Data records:
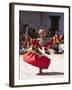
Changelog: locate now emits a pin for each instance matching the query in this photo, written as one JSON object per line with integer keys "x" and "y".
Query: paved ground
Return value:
{"x": 56, "y": 68}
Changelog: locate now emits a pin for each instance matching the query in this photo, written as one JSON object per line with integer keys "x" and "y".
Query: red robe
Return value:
{"x": 35, "y": 58}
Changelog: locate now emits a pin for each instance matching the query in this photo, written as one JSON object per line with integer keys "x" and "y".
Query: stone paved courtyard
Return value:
{"x": 56, "y": 68}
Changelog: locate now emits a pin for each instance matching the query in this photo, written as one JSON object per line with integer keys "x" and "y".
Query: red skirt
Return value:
{"x": 37, "y": 60}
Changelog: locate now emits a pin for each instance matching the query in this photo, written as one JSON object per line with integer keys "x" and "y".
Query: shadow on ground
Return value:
{"x": 51, "y": 73}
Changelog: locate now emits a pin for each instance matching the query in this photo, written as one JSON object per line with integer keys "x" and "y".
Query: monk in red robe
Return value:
{"x": 34, "y": 56}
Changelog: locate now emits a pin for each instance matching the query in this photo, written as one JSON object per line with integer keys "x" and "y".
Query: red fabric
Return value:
{"x": 34, "y": 59}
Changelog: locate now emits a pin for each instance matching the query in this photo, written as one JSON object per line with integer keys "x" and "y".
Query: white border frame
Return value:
{"x": 65, "y": 79}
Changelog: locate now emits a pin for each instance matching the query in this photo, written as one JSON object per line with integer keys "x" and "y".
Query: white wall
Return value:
{"x": 33, "y": 19}
{"x": 4, "y": 44}
{"x": 47, "y": 21}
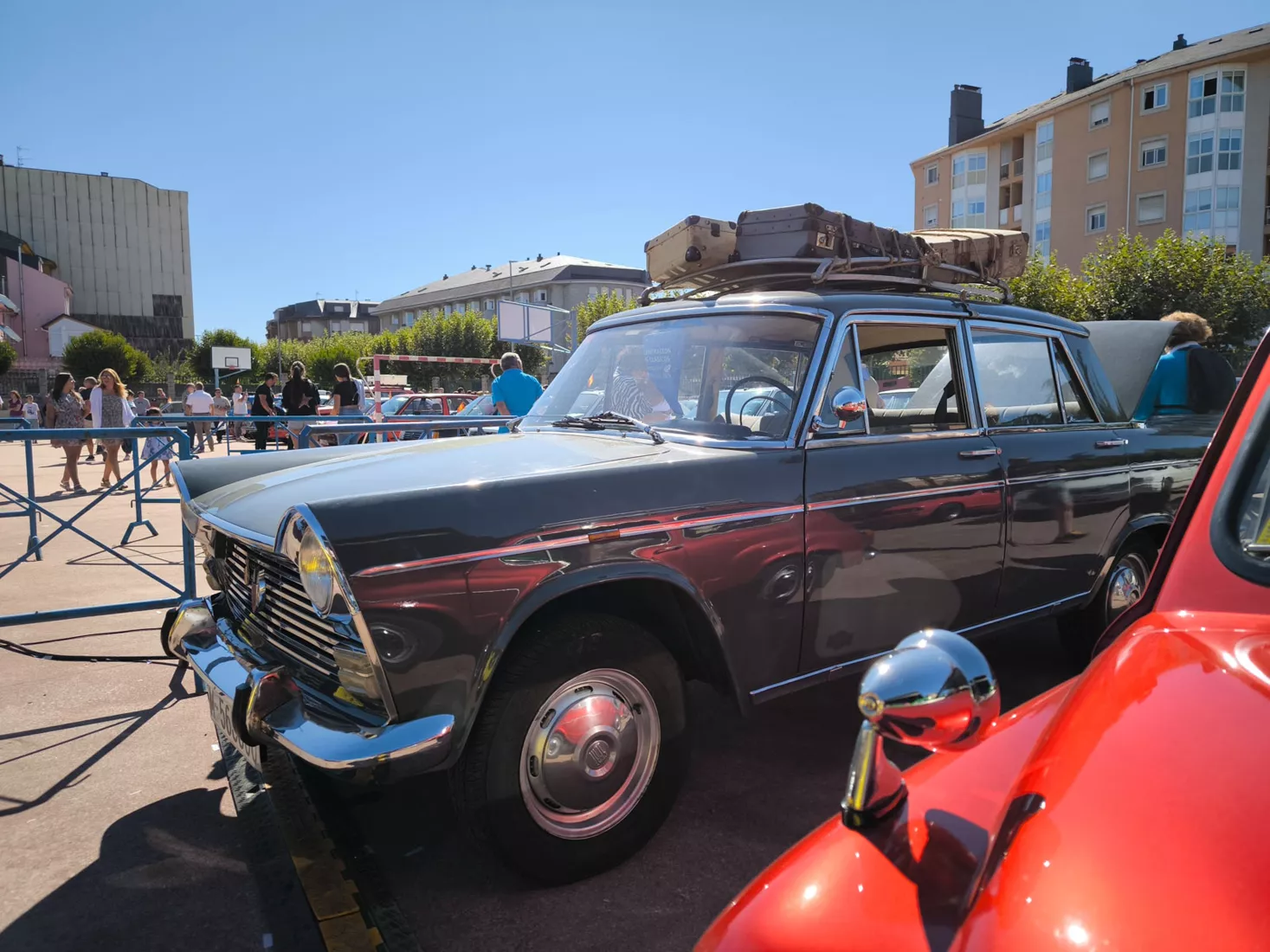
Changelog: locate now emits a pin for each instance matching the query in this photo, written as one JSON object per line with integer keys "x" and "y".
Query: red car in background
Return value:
{"x": 1120, "y": 810}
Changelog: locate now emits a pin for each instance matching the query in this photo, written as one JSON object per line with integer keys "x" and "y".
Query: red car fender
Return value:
{"x": 903, "y": 878}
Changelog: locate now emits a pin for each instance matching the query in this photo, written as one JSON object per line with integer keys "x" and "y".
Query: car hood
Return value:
{"x": 424, "y": 499}
{"x": 1120, "y": 810}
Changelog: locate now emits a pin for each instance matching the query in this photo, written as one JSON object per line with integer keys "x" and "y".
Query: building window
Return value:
{"x": 1046, "y": 141}
{"x": 1044, "y": 188}
{"x": 1226, "y": 212}
{"x": 1155, "y": 151}
{"x": 1229, "y": 145}
{"x": 1198, "y": 209}
{"x": 166, "y": 305}
{"x": 1100, "y": 114}
{"x": 1155, "y": 97}
{"x": 1199, "y": 152}
{"x": 1098, "y": 165}
{"x": 1151, "y": 209}
{"x": 1202, "y": 95}
{"x": 1232, "y": 90}
{"x": 1041, "y": 234}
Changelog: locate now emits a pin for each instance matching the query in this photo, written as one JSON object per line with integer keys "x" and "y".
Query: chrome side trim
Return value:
{"x": 596, "y": 535}
{"x": 1071, "y": 475}
{"x": 798, "y": 682}
{"x": 908, "y": 494}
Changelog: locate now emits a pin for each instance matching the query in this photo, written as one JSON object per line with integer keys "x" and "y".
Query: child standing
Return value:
{"x": 158, "y": 449}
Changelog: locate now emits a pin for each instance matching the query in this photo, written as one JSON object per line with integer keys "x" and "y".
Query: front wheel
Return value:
{"x": 1122, "y": 589}
{"x": 579, "y": 750}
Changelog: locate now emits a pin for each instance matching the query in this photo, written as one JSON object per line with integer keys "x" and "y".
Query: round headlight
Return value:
{"x": 317, "y": 573}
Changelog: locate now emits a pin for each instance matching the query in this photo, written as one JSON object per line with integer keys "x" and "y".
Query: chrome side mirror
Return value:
{"x": 935, "y": 691}
{"x": 848, "y": 404}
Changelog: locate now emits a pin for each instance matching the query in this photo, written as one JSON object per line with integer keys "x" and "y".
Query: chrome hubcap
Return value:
{"x": 1126, "y": 582}
{"x": 590, "y": 754}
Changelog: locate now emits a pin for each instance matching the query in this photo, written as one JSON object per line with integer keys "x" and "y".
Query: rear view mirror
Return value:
{"x": 848, "y": 404}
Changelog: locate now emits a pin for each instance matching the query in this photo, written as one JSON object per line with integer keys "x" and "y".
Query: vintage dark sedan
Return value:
{"x": 524, "y": 609}
{"x": 1112, "y": 811}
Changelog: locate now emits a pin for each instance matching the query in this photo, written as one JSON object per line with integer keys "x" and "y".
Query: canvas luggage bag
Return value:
{"x": 990, "y": 252}
{"x": 693, "y": 245}
{"x": 810, "y": 231}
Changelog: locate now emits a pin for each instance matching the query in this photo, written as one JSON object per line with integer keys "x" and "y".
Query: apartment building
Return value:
{"x": 1179, "y": 141}
{"x": 559, "y": 280}
{"x": 319, "y": 318}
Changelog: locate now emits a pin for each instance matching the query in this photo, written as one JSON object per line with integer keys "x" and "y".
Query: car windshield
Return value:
{"x": 728, "y": 376}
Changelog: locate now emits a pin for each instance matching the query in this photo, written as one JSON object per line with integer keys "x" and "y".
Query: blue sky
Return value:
{"x": 367, "y": 147}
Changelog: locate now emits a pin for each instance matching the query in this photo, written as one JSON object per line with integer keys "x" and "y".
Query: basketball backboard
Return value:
{"x": 231, "y": 358}
{"x": 527, "y": 324}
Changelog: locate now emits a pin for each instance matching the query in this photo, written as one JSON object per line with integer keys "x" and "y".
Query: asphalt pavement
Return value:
{"x": 756, "y": 788}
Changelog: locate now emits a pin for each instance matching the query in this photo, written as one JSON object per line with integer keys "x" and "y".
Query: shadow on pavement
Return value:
{"x": 165, "y": 878}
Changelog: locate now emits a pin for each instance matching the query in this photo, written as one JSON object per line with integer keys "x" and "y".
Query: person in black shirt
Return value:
{"x": 261, "y": 405}
{"x": 345, "y": 400}
{"x": 300, "y": 397}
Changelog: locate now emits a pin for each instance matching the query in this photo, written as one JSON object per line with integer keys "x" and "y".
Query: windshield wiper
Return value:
{"x": 601, "y": 421}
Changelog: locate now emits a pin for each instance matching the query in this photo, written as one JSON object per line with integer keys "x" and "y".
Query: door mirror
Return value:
{"x": 848, "y": 404}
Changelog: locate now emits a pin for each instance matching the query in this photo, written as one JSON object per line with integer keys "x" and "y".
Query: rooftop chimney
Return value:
{"x": 1080, "y": 74}
{"x": 965, "y": 113}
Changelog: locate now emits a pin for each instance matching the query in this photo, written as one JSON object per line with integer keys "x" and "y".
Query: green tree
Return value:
{"x": 1129, "y": 278}
{"x": 87, "y": 354}
{"x": 200, "y": 357}
{"x": 1044, "y": 286}
{"x": 603, "y": 306}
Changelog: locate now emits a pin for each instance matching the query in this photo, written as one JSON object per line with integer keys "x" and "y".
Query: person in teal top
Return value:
{"x": 1167, "y": 392}
{"x": 514, "y": 391}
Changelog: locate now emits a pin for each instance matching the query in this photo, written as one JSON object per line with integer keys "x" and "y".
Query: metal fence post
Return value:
{"x": 33, "y": 538}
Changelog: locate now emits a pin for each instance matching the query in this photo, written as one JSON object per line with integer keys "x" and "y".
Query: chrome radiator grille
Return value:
{"x": 283, "y": 619}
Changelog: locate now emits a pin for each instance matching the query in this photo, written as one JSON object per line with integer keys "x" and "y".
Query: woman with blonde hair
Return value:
{"x": 109, "y": 407}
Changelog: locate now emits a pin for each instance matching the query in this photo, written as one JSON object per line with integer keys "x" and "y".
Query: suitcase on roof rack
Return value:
{"x": 693, "y": 245}
{"x": 992, "y": 253}
{"x": 810, "y": 231}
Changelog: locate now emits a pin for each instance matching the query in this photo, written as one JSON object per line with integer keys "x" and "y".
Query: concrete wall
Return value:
{"x": 41, "y": 299}
{"x": 116, "y": 241}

**Task description:**
From the records above, extract every line that contains the word "building". Treat uppercase and lowercase as different.

**Reply to the exercise:**
Query: building window
Query: apartment building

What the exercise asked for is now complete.